» **EXTRACT PROVIDED**:
If you believe that our notice may be in contempt of court, you should advise our contact officer of your reasons in writing and request that the notice be withdrawn. We will consider your request and provide you with a response in writing. You will need to provide us with the following information to enable us to make a decision:

  • the parties to the proceedings
  • the issue in dispute
  • the court or tribunal involved.

When dealing with more complex cases, we may engage advisers and withdraw the notice until the contempt of court issue is resolved. Until that decision is made, we will usually inform you about how your matter is progressing and work with our advisers to resolve the issue as quickly as we can.

If we consider that the notice could be in contempt of court, we will withdraw the notice.

Types of notices

A notice may require you to:

Notices to give information

A notice requiring you to give information can be sent to you for many reasons – for example, we may need details of a particular transaction to determine its tax consequences.

This type of notice may also be used to determine whether any relevant documents we need are in existence. A notice to give information allows us to make wide-ranging enquiries – provided those enquiries are for the purposes of the relevant law.

We generally issue a notice to give information (rather than a notice to produce documents) if:

  • the information we need is not contained in a document – for example, a transaction without a written record
  • a description of a document, rather than its contents, will be sufficient.

A notice to give information can be used to make general enquiries about a category of persons. For example, a lawyer may be asked to give us a list of names of clients who have entered into a particular transaction. If we require bulk data from you, we will seek to minimise your time and cost in obtaining the information and responding to our notice as much as possible.

In certain cases where a notice is sent to you, but your response is given by another person (for example, your legal or accounting representative) you must provide us with your confirmation and acknowledgment of that response.

Our notices issued under this power will identify the information we need you to give us – for example, the notice might specify that we require a list of:

  • the documents held in a safe deposit box at a specified bank branch in your name falling within a certain range of dates
  • all the transactions relating to accounts in your name at the bank branch for a specified period.

» **INFORMATION GIVEN**:
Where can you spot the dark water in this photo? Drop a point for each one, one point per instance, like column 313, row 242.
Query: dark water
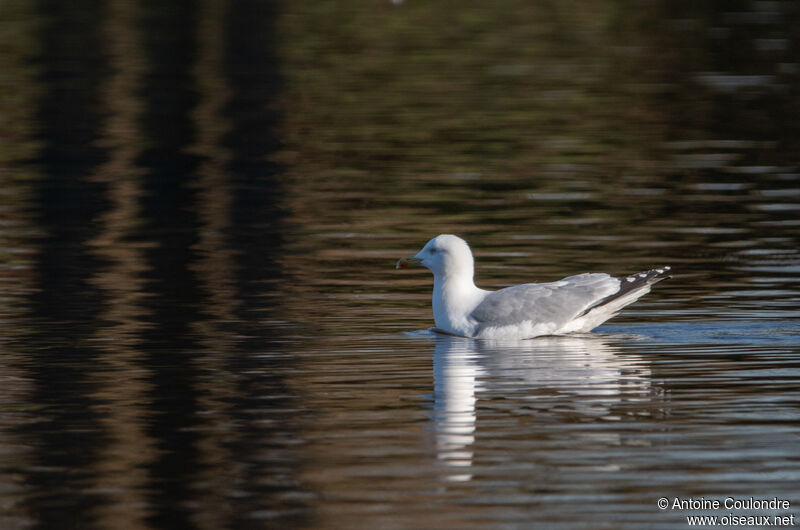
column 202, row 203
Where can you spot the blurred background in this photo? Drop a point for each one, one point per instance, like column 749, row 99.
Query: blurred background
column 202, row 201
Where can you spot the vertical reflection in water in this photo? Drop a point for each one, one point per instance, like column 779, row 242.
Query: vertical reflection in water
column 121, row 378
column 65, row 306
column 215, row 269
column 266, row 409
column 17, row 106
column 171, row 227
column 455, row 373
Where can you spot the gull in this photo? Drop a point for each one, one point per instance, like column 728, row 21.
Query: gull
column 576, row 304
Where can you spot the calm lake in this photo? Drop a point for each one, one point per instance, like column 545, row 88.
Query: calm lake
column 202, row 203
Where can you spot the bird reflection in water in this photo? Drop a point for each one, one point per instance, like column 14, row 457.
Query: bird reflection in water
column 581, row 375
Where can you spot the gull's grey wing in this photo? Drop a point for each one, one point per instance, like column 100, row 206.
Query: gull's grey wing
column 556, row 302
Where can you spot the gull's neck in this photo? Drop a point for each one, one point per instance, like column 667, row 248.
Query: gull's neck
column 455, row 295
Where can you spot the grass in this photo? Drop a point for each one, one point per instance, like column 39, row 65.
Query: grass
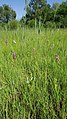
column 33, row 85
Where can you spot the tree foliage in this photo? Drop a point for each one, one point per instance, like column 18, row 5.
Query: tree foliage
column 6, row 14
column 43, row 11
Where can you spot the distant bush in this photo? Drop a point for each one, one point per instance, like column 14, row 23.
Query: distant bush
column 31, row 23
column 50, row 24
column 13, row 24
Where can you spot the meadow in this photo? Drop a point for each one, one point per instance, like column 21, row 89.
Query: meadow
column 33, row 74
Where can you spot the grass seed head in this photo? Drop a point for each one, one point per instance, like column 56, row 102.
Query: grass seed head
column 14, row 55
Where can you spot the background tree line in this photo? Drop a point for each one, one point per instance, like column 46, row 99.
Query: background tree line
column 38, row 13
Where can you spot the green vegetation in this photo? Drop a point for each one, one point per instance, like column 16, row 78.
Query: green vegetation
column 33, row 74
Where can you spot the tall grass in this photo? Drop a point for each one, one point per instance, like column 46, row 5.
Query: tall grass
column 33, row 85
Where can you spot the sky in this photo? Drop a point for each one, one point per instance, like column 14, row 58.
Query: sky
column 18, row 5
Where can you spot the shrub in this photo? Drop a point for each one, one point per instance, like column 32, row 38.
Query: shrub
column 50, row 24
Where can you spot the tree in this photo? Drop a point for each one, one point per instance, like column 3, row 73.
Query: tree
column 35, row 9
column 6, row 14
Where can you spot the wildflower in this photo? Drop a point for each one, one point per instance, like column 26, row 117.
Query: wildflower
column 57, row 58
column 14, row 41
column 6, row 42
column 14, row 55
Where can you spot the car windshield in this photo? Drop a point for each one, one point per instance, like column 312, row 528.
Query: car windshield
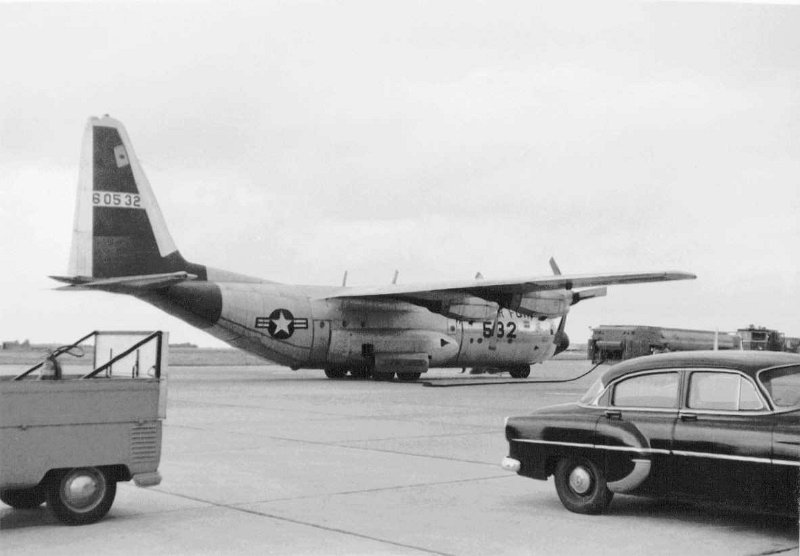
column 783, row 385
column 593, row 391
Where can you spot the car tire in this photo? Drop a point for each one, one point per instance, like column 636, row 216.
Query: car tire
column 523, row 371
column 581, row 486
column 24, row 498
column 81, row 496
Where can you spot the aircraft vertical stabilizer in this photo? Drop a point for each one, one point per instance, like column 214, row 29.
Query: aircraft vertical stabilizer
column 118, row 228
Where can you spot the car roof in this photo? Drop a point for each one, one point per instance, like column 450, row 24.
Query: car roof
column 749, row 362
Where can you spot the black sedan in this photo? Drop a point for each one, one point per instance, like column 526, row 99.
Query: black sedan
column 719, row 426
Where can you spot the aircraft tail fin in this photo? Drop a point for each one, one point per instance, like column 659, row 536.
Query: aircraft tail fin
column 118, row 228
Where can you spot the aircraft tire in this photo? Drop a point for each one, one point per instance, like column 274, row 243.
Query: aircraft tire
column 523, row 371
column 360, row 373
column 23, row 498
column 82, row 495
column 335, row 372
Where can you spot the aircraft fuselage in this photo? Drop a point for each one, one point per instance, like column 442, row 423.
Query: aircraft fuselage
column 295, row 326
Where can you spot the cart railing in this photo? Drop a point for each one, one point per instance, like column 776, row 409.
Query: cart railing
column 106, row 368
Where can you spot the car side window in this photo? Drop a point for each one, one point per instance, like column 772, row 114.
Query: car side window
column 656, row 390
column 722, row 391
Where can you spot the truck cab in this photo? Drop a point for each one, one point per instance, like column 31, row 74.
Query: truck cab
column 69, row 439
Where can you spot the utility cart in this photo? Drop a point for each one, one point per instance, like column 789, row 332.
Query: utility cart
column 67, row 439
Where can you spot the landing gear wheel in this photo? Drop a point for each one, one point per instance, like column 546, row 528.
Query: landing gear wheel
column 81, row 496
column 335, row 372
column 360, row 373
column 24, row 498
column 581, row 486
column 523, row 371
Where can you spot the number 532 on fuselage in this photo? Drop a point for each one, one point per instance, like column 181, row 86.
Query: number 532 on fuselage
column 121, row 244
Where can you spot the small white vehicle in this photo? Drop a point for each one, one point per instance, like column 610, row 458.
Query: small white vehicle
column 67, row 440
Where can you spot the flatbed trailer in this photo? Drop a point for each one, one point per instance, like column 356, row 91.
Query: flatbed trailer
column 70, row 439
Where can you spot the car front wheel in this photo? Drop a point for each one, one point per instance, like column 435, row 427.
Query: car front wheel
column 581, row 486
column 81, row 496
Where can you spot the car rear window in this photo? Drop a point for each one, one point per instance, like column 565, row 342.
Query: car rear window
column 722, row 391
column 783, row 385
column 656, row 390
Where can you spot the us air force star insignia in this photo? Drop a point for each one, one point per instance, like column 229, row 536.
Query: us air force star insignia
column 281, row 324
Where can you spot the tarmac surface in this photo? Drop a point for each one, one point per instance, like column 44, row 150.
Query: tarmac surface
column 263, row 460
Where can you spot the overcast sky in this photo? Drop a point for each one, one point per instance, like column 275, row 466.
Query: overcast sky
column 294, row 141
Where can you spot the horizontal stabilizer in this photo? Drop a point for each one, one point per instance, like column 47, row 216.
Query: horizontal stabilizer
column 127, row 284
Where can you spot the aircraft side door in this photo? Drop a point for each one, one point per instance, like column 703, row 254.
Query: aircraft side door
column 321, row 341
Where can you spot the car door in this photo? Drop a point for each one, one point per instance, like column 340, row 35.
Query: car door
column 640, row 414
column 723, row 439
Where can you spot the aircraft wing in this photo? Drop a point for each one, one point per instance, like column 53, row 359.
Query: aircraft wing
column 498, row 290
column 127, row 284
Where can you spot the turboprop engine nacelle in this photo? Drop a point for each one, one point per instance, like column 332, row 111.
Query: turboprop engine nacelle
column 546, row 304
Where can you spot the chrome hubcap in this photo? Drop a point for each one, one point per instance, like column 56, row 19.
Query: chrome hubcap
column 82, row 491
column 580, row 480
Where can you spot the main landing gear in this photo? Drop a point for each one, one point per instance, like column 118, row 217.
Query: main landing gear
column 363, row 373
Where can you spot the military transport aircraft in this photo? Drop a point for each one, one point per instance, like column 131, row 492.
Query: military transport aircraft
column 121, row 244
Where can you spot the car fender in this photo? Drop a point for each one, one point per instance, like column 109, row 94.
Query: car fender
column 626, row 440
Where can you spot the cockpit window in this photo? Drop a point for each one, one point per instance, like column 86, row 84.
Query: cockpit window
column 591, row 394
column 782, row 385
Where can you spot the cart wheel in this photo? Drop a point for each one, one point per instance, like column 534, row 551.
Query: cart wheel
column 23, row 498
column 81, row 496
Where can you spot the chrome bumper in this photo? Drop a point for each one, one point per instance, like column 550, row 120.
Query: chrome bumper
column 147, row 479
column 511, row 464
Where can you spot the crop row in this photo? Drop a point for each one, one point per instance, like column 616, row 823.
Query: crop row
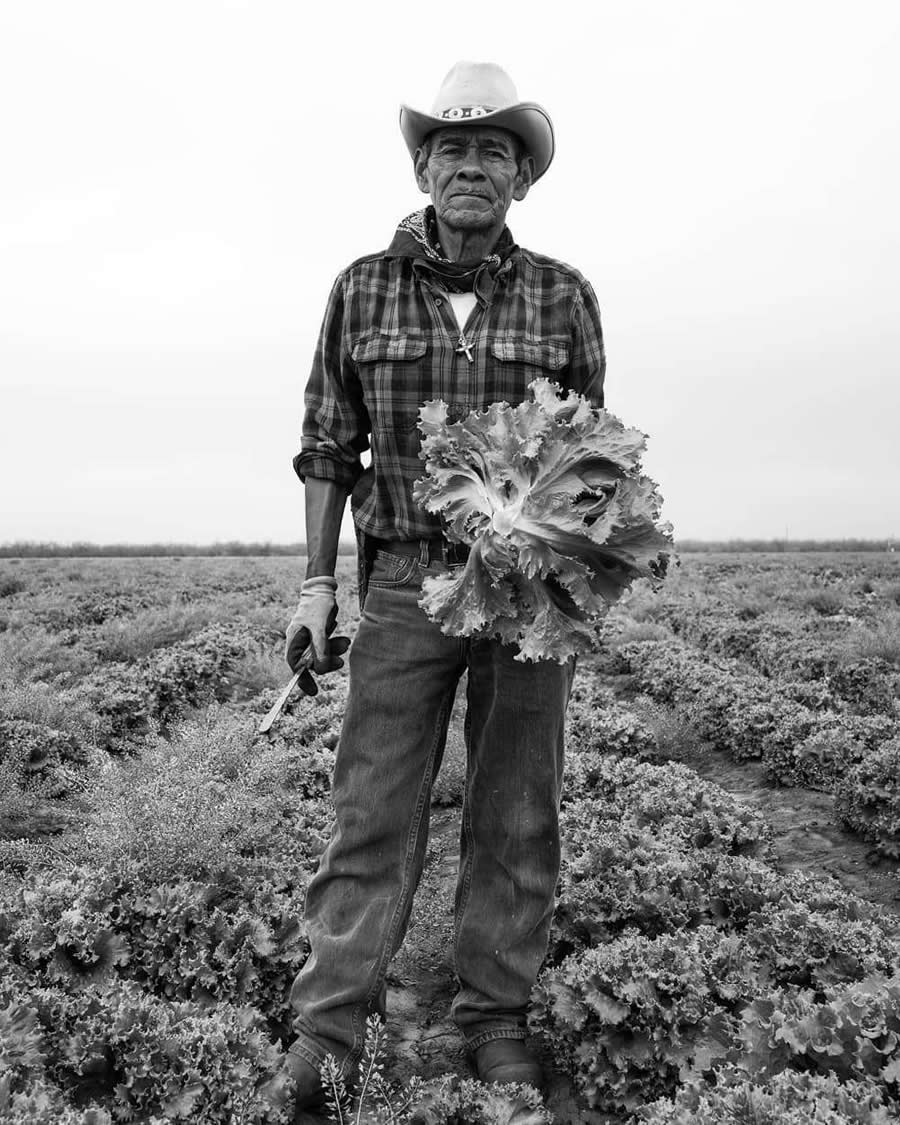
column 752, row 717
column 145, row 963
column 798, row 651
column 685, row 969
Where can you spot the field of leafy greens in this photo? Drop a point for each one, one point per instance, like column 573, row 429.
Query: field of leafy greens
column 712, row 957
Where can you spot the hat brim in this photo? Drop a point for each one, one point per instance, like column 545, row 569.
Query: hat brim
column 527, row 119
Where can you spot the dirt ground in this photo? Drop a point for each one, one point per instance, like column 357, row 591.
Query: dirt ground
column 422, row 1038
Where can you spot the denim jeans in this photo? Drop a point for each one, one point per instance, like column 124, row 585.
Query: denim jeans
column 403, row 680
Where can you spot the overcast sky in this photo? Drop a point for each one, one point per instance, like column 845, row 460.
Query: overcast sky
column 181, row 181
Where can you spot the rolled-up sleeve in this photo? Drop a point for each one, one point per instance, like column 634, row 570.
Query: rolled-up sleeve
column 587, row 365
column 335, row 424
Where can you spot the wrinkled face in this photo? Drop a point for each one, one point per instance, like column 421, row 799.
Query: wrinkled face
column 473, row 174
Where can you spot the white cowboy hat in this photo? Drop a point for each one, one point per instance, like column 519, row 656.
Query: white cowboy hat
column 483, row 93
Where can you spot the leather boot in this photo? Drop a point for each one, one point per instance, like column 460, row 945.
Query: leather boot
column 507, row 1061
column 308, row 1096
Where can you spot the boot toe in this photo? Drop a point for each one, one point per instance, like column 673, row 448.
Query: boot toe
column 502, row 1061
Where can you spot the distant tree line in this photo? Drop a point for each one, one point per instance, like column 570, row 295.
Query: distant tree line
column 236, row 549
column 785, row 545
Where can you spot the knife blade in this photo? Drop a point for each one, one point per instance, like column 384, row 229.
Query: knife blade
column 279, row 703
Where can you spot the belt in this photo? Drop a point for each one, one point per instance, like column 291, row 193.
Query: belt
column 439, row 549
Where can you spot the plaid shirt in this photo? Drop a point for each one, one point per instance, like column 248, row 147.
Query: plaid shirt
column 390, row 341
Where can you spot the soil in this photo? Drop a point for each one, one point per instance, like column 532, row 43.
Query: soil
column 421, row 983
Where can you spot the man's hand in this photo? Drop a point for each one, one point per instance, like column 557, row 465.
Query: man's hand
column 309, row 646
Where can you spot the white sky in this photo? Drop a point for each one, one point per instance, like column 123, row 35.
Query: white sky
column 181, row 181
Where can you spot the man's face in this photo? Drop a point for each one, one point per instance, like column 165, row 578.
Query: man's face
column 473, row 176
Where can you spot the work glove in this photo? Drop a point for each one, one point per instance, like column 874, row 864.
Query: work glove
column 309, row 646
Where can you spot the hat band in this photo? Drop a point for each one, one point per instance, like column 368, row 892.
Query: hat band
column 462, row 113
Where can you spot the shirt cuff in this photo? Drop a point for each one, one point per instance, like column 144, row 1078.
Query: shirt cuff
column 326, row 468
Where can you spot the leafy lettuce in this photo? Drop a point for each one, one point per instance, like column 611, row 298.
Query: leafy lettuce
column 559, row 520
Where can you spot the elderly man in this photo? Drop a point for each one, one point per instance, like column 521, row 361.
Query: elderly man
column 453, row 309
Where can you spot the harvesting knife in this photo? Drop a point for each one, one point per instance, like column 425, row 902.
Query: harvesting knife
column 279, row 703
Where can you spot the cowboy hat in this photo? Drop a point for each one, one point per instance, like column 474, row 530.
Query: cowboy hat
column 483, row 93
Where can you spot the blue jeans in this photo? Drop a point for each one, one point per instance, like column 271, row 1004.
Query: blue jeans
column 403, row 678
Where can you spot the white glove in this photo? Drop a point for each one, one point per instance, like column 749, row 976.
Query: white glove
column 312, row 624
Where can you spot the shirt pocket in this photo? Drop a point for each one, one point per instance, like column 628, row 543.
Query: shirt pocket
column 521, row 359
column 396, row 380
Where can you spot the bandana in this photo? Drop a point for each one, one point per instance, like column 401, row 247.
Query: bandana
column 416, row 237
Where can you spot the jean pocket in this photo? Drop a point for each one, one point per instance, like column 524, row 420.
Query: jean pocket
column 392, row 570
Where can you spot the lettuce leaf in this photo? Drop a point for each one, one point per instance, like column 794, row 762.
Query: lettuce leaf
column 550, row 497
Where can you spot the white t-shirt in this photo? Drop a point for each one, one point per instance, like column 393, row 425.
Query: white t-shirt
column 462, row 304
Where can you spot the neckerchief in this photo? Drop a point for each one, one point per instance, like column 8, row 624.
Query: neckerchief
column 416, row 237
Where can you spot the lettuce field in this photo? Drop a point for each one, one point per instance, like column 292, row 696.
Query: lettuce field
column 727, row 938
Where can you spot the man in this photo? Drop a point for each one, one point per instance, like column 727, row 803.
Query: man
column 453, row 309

» **ACTIONS TO TAKE**:
(A) Revise the stretch of the text on notices from "Types of notices" through "the relevant law.", swapping "transaction" for "dealing".
(B) Check each statement against the text on notices, answering yes or no and quoting the words that settle it:
(i) A notice to give information can be used to make general enquiries about a category of persons.
(ii) In more complex cases, the notice stays in force while advisers work on the contempt of court issue.
(iii) When your legal or accounting representative responds to a notice sent to you, your own confirmation is never needed.

» **RESPONSES FOR EACH TASK**:
(A)
Types of notices

A notice may require you to:

Notices to give information

A notice requiring you to give information can be sent to you for many reasons – for example, we may need details of a particular dealing to determine its tax consequences.

This type of notice may also be used to determine whether any relevant documents we need are in existence. A notice to give information allows us to make wide-ranging enquiries – provided those enquiries are for the purposes of the relevant law.

(B)
(i) Yes: "A notice to give information can be used to make general enquiries about a category of persons."
(ii) No: "we may engage advisers and withdraw the notice until the contempt of court issue is resolved."
(iii) No: "you must provide us with your confirmation and acknowledgment of that response."